● **WHAT YOU ARE ASKED TO DO**: Every entry must be transcribed exactly. Pictures are not part of the copy.

● **GIVEN RECORDS**:
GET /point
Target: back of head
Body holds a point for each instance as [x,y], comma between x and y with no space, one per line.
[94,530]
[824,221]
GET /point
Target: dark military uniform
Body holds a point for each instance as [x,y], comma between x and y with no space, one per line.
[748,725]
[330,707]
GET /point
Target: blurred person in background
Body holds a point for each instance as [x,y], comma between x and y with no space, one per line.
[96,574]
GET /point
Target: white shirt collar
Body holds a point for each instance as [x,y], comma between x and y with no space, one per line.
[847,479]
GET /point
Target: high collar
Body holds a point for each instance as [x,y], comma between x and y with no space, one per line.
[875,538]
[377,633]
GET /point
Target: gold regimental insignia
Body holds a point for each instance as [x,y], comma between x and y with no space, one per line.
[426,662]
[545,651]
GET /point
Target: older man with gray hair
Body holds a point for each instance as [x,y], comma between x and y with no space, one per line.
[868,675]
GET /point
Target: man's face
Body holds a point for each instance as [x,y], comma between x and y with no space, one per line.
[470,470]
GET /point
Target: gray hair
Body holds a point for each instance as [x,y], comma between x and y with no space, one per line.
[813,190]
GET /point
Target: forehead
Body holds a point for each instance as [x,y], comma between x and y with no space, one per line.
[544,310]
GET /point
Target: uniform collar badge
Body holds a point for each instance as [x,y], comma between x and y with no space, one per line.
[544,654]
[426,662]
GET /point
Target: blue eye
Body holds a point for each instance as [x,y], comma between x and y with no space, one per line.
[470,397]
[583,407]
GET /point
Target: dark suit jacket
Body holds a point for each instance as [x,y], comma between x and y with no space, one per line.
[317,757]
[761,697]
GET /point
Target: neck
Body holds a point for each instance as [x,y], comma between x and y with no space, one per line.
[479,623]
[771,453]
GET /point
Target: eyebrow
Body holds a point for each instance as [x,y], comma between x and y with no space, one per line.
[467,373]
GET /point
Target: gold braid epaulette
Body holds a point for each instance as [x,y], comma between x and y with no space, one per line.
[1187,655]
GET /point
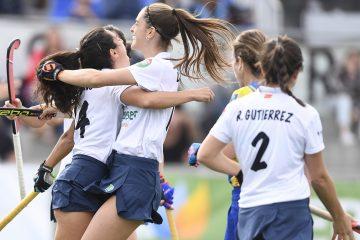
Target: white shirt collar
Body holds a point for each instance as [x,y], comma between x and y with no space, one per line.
[270,89]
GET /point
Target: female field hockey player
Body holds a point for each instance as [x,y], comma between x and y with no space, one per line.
[246,49]
[134,180]
[94,129]
[274,135]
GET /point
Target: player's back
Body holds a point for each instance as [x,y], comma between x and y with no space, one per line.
[271,133]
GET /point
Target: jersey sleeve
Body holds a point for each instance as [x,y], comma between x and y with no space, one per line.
[116,92]
[314,137]
[222,128]
[147,74]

● **SOLUTION TO THIS TASK**:
GET /point
Target: back of head
Body holds a point for each instance as [x,y], comma between x and y with no space, one per line.
[94,530]
[824,221]
GET /point
Target: dark military uniform
Body holds a point for each instance as [x,y], comma between x and y with no space, one per line.
[748,725]
[330,707]
GET /point
Target: blurred person in background
Body holds a point for each instance as [x,y], comma between x and y with no space, one per line.
[96,574]
GET /point
Target: white shirt collar
Body holds a point for each instance as [x,y], comma between x and y with no space, one per line.
[847,479]
GET /point
Target: high collar
Body holds a point for each instance as [x,y], comma between x and y with no space, one per line.
[875,538]
[377,633]
GET /point
Target: gold regimental insignia
Body holds a point for each instance as [x,y], comma between x and y with no space, one per line.
[426,662]
[545,651]
GET /point
Target: older man with gray hair
Body holds a point for each instance as [x,y], comma between x and y with no space, one per line.
[868,675]
GET /point
Target: man's face
Body holds a point for each instance as [x,y], comma between x and y with no space, one per line.
[470,470]
GET /point
Target: gray hair
Body holds a point for each instance as [x,y], comma between x and y with no space, one per line.
[813,190]
GET /point
Target: forehead
Body holds a point for each instance as [x,y], comma between x and y with no space, one per line.
[544,310]
GET /point
Target: uniform collar badge
Body holds a point for each instance as [x,y], comma between x and y with no space, one per line.
[544,654]
[426,662]
GET /point
Target: blue eye
Body holds a point for each instance as [x,y], comma between x and y with no space, one per line.
[470,397]
[583,407]
GET /point
Target: dark suit jacket
Body holds a point for each instance as [x,y], comma between x and y with no space, one per line.
[317,757]
[761,697]
GET /point
Target: neck
Body holds a point for each instance as [x,y], comma between x and y with no space, one per line.
[479,623]
[771,453]
GET /point
Target: eyebrow
Body holds a point for each instance as [x,y], comma between x and y with no space, one per line.
[467,373]
GET /point
Target: gold braid epaulette
Body holds a point for each instance as [x,y], comma between x and y with no space, one per line.
[1187,655]
GET /point
Target: white shirt collar
Body holds a point for each instance as [x,y], comma between x and y with no space, one per line.
[270,89]
GET /point
Target: female field hockey player
Body holds a point for each instance as [x,y], comma between x and y with no space, one per line.
[246,49]
[134,180]
[94,129]
[274,135]
GET /point
Target: player's back
Body holds a point for each instance as [x,y], comma between x and y with no space, one per line.
[271,133]
GET /point
Target: jersey sleeve
Body holds a point for each instance as [x,y], comma between x and y with no space, one per line.
[116,92]
[314,137]
[222,128]
[147,74]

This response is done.